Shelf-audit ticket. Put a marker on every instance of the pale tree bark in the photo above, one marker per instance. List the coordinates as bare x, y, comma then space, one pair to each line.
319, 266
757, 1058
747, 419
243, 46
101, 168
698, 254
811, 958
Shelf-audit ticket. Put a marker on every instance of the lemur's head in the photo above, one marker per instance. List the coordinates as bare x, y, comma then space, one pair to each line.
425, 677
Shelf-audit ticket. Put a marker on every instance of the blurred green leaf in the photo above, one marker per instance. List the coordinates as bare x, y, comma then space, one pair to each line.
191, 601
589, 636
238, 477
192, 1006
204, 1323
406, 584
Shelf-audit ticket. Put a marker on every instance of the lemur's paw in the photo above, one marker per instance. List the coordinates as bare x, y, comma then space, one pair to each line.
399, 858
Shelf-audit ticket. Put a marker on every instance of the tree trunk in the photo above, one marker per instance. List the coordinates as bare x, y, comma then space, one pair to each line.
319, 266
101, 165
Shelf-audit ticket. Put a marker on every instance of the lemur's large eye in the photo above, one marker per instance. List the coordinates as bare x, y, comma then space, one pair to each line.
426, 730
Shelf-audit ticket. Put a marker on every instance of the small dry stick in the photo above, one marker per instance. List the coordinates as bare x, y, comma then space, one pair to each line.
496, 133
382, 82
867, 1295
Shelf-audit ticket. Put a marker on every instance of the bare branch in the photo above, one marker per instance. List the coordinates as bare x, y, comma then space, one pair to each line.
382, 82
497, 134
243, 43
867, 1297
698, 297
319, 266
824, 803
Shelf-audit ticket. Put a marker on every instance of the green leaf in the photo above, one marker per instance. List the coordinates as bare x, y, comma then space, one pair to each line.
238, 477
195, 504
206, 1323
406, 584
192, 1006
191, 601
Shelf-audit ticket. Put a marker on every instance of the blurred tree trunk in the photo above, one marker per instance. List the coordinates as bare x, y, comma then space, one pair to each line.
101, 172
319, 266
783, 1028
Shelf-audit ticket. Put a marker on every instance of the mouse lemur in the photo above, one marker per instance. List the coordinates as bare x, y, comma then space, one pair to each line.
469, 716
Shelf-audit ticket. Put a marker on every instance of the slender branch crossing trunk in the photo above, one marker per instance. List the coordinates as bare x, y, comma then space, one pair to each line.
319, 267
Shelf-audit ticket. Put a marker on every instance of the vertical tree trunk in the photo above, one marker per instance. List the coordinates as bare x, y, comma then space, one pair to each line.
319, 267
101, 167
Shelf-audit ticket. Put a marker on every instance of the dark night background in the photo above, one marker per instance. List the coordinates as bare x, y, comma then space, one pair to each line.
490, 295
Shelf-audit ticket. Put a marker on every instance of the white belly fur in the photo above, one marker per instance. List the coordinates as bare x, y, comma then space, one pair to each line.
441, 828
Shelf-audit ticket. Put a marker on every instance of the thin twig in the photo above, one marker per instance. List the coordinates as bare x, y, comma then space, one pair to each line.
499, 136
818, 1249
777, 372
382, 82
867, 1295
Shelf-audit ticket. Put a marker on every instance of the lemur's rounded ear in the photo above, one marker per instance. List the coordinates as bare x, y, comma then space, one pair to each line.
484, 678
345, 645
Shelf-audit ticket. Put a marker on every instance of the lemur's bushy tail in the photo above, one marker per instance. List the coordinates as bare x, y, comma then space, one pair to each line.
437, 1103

**Problem:**
Please reproduce the entire listing. Keep it identical.

**Solution to this exercise:**
Shelf-audit ticket. Put a marker on every instance of the pale tree bark in the photo above, one marker per instance. List the coordinates as bare x, y, comma then space, one pair to each line.
319, 266
757, 1058
747, 419
243, 46
101, 168
698, 254
811, 958
Shelf-audit ticket. Put a marker on every instance of the lemur's head in the photo above, one marker per instance. List the coordinates as bare x, y, comma then space, one pair to each line.
425, 677
Shelf-audit ticket. Put a marker on every instance of the blurred green leaf in the photo above, one marker per instance. List the coordinates as bare x, y, comma then space, one pair to each line.
191, 601
589, 636
238, 477
192, 1006
204, 1323
406, 584
Shelf-audit ticket. Put a marker on every instance of the lemur's paw in the photo above, one marker per instance. List the coordinates as bare x, y, comma then space, one pair to each line.
399, 858
Shelf-audit ticket. Put a marker on every instance of the tree trunk in the photo above, one marker per instance. List the coordinates as bare x, y, comma then space, one pair to each line.
319, 266
101, 165
Shelf-audit ticket. Put a marker on every instance of the lemur's large eye in the photo above, one marker per instance. List the coordinates as bare x, y, comma then space, one pair to each line.
426, 730
Shelf-audit ticket. Put a marker on every instance of the small dry stick in the photo above, one marker per instance. List the coordinates as bare x, y, comma then space, one pair to each line.
496, 133
382, 82
867, 1295
Shelf-audit ticket. Put a marker on every instance of the bare branch in the photo above, one marker per instance. List the coordinates as bare x, y, comma then space, one pair to each line.
382, 82
497, 134
243, 43
867, 1297
698, 297
319, 266
824, 803
Shelf-audit ticket. Put a marker on every instance of the green leaf in the photo above, one marker per instance. List the coordinates as bare x, y, comma then space, one pair to each line.
238, 477
195, 504
206, 1323
406, 584
192, 1006
191, 601
Shelf-audit ticket. Put a marker on every instance of the blurred tree trunk in the photo above, one marker per instance. List the coordinates as bare x, y, comma then space, one pair to each line.
101, 172
319, 266
783, 1028
Shelf-audit ticket. Put a marker on every instance of the mouse lemur in the photo above, one marker per instance. List the coordinates as bare x, y, comma then space, one pair to each line.
469, 716
Shelf-audit ticket. Put a marker on every instance of the slender branch crossing trunk in the photo above, one marker per instance. List the coordinates as bare x, y, comma then space, one pair to each line.
319, 267
Shelf-audit ticket. Put a marker on every instance of the vertical tree trunk in the photo above, one marker per instance. List the coordinates as bare x, y, comma then space, one pair to each line.
319, 267
101, 167
Shelf-audit ticket. Put a marker on every instance of the dark night background in the photo above, one marker per instance. List the coordinates as bare x, y, comma then space, one pair to each line.
490, 295
Shelf-audit ticket. Put a marker on every instance of the white belly fur in the photo above, one marker per instance. List the coordinates as bare x, y, comma then space, one pair to each line.
441, 828
Shelf-audit ticket. Put a marker on every instance of the thin twig in the photo above, one marker per instance. List the coordinates as bare x, y, comma then space, one pair to each line.
499, 136
818, 1249
777, 372
382, 82
867, 1295
Shelf-audit ticket. Put a marker on every instance of the lemur's rounded ear in the photo above, one marker per instance. List the coordinates as bare x, y, comma then space, one pair to each line.
484, 678
345, 645
Shelf-audit ticket. Put a marker on every instance of the lemur's bushy tail in the photo above, one marker per instance. List the coordinates as bare x, y, comma then space, one pair to each line.
437, 1103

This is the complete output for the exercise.